Opdrachtonderdelen -
**A.** Citeer uit de tekst over Hildegard von Bingen woordelijk het gedeelte tussen "Het begon allemaal" en "vrouw al aan.", beide inbegrepen.
**B.** Vervolg de tekst over Hildegard von Bingen, aansluitend op de laatste zin ervan.

Documentfragment -
Wie is deze vrouw?
Het begon allemaal toen....
De negenhonderdste verjaardag van Hildegard von Bingen, (1098-1179) eraan kwam.
Gerard had mij geïnspireerd om een scenario te schrijven over deze 12 de-eeuwse Rijnlandse abdis, arts, profetes en componiste. Toen was Hildegard nog niet heilig verklaard door paus Benedictus XVI, maar hij voelde het belang van deze vrouw al aan.
Ik stelde het scenario voor via Braambos aan de Duitse en Nederlandse omroepen. En ja! We kregen een budget om filmfragmenten in te bedden in een documentaire over haar leven en werk. De filmfragmenten werden gedraaid in het klooster van Eberbach (D), de Kluis in Bolderberg en het Schulensmeer (B) waar ook het Nederlandse koor Cercamon haar liederen uitvoeren. Voor het documentaire-gedeelte trokken we naar Disibodenberg, Rupertsberg, Bingen en de abdij van Dendermonde waar de codex 9 werd bewaard. (nu overgebracht naar de Maurtis Sabbebibliotheek in Leuven). Het werd een ongemeen mooie documentairefilm over een boeiende vrouw die leefde in een wereldbeeld dat nog helemaal was ingebed in een sacraal levensgevoel waar alles met alles samenhangt: man en vrouw, mens en kosmos kunnen niet van elkaar gescheiden worden.
In haar tijd had ze grote invloed op de toenmalige pausen en de keizer Frederik Barbarossa die ze zo nodig de les las. Daarom noemde de Franse historica Régine Pernoud haar ‘het geïnspireerde geweten van de twaalfde eeuw’. Zij stichtte twee kloosters en schreef liederen die in onze tijd herontdekt worden. In haar visioenen, die in prachtige miniaturen zijn bewaard, geeft Hildegard ons een inzicht in haar wereldbeeld. Man en vrouw, lichaam en geest vormen een eenheid en mogen niet van elkaar gescheiden worden. Als de mens zondigt, lijdt de kosmos, want alles hangt met alles samen.
‘En zie… toen ik 42 jaar en 7 maanden oud was, barstte de hemel open in een vurig licht. Ik zag een zeer grote glans. Sidderend opende mijn geest zich voor dit hemels gezicht. Het licht dat in bliksemflitsen naar beneden kwam, stroomde door mijn hersenen, doorgloeide mijn hart en borst zoals een vlam die niet brandt, maar alleen verwarmt, zoals de zon iets waarop zij haar stralen richt, verwarmt’ (Scivias, I)
Eerste aflevering.
Hildegard wordt in 1098 geboren als tiende kind van een adellijke familie op het landgoed Bermersheim bij Alzey. Uit dankbaarheid geven haar ouders haar als ze acht jaar is, volgens een oud gebruik als ‘tiende penning’ aan een adellijke non, Jutta von Sponheim, haar tante.

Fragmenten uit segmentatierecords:
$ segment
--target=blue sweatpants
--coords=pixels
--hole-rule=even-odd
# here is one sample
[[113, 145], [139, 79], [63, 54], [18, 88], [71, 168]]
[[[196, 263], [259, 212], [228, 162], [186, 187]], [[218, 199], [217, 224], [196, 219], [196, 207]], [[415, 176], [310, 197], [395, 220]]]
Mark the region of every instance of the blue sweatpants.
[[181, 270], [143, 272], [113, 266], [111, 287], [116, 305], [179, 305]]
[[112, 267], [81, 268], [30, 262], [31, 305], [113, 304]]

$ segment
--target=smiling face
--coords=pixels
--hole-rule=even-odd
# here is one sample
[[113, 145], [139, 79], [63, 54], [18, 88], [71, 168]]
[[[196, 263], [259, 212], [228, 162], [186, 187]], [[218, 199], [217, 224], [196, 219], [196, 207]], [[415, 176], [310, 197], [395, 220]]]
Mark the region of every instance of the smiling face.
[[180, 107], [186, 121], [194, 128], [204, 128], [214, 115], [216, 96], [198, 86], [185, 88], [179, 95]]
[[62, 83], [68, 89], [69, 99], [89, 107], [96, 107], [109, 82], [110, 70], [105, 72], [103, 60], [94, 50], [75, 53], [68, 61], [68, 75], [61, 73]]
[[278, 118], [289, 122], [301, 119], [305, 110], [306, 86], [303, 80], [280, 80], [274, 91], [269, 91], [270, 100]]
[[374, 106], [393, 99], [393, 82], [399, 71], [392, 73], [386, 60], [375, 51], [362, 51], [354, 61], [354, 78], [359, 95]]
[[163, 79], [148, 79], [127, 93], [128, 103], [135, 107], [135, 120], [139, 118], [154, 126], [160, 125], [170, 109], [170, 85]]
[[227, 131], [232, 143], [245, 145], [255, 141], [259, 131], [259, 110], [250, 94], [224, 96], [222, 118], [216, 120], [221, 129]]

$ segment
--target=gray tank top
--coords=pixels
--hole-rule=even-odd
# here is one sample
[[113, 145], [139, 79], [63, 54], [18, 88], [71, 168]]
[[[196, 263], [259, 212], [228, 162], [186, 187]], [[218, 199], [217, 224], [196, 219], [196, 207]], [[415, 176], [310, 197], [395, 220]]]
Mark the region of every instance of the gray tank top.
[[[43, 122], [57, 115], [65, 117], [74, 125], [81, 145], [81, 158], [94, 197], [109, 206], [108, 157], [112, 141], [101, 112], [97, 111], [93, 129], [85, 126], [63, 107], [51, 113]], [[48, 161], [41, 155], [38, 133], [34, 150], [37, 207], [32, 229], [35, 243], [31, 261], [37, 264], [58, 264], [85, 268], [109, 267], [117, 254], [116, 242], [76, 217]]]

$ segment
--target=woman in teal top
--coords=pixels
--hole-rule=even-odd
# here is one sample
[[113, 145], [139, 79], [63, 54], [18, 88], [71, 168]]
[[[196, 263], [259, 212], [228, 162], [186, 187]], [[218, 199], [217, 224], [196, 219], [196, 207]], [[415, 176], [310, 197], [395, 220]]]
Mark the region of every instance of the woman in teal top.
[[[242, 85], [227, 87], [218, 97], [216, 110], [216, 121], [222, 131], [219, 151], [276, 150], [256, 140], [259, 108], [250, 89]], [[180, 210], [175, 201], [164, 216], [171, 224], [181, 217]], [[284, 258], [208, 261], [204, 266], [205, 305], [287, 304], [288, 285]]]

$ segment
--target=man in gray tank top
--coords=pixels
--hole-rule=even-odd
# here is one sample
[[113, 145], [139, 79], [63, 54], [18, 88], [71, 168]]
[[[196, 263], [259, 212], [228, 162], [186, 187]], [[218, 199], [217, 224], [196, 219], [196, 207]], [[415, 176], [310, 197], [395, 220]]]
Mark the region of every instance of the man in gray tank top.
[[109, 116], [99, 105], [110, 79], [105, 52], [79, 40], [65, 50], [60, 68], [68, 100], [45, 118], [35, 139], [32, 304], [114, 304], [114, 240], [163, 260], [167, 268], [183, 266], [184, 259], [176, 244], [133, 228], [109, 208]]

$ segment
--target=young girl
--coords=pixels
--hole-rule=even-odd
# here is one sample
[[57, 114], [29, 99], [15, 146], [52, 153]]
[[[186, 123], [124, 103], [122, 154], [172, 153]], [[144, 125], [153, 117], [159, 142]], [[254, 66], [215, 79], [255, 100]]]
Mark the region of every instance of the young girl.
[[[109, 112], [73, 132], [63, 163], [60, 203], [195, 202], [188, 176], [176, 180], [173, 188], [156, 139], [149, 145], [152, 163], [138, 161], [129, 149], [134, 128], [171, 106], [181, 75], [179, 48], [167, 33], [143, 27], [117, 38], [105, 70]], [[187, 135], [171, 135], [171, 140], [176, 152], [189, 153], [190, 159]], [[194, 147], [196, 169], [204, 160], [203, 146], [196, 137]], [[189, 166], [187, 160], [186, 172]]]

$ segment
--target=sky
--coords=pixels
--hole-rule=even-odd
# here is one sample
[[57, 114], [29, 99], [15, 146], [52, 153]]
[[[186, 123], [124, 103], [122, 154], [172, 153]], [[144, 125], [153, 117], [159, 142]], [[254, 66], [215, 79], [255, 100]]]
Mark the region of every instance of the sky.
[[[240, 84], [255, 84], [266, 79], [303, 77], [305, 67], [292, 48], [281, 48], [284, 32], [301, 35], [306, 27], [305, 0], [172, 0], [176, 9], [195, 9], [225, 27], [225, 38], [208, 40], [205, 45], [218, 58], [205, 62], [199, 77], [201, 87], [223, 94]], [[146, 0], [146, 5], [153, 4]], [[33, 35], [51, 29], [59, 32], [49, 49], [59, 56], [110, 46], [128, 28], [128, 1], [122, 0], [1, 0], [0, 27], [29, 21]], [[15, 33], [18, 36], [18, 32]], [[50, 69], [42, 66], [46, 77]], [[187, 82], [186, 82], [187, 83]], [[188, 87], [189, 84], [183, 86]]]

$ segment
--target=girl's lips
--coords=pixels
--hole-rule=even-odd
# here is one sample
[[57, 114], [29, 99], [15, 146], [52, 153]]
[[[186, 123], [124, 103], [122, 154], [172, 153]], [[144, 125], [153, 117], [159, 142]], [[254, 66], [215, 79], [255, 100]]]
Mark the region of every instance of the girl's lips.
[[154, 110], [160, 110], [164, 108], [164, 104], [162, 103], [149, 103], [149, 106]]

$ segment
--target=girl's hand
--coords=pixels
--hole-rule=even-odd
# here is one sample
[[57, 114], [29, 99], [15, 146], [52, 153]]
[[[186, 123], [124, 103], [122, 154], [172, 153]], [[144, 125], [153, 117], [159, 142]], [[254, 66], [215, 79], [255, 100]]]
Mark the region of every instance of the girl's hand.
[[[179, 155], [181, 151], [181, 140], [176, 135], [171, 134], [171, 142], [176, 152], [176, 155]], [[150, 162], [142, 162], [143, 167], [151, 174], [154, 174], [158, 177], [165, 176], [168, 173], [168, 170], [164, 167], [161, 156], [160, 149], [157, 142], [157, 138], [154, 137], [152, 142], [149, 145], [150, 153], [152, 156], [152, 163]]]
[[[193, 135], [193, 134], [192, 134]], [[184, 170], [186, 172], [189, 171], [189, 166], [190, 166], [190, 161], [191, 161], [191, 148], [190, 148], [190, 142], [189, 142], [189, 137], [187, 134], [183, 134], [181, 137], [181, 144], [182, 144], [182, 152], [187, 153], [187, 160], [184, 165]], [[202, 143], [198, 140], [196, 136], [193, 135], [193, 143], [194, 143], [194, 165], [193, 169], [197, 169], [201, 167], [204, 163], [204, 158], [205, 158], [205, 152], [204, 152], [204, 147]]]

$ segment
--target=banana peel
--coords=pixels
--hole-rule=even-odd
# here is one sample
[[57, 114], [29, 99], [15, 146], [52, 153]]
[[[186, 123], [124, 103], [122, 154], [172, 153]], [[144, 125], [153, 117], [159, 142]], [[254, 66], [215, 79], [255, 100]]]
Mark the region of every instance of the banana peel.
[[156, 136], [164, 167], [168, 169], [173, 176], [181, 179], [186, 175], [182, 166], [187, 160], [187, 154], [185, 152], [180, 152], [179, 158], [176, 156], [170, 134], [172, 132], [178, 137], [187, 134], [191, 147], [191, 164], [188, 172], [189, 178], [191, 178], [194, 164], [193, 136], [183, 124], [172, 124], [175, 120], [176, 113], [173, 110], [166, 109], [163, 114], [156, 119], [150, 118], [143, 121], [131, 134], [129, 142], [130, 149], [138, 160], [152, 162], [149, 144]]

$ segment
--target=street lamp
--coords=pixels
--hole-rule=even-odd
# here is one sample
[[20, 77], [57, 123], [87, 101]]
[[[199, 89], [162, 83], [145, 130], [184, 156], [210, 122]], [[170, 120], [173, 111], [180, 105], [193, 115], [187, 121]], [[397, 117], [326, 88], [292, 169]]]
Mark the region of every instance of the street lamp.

Uitgewerkte opdrachten -
**A.**
Het begon allemaal toen....
De negenhonderdste verjaardag van Hildegard von Bingen, (1098-1179) eraan kwam.
Gerard had mij geïnspireerd om een scenario te schrijven over deze 12 de-eeuwse Rijnlandse abdis, arts, profetes en componiste. Toen was Hildegard nog niet heilig verklaard door paus Benedictus XVI, maar hij voelde het belang van deze vrouw al aan.

**B.**
Er is nog een andere reden: het kleine meisje blijkt beelden te zien en een stem te horen. Ze spreekt over ‘een groot licht dat mijn ziel deed beven’. Haar ouders weten dat ze in de abdij van Disibodenberg, in een kluis met andere meisjes weliswaar, onderricht zal worden in de psalmen en de regel van Benedictus. Misschien vindt ze daar hulp bij de vreemde visioenen die ze krijgt?
Bij de dood van Jutta, wordt Hildegard als abdis gekozen. Ze is angstig, twijfelt, lijdt aan hoofdpijnen, maar schrijft haar visioenen toch op met behulp van haar trouwe secretaris Volmar. Als de grote spirituele figuur van de 12de eeuw, Bernardus van Clairvaux, haar in een brief aanmoedigt en als ze erkend wordt door paus Eugenius III (‘Aan u, Hildegard werden de sleutels gegeven die ons onthouden werden. Ik verklaar u tot prophetissa teutonica’), neemt ze het besluit om weg te trekken uit Disibodenberg en een nieuw klooster te stichten. De abt weigert echter haar te laten gaan.
Tweede aflevering
Hildegard zet haar plan door. Slechts een minderheid van haar nonnen volgt haar naar het onherbergzame Rupertsberg ‘een kale rots’ waar ze haar klooster sticht. Hier bouwt zij een scriptorium waar ze haar visioenen in miniaturen laat optekenen.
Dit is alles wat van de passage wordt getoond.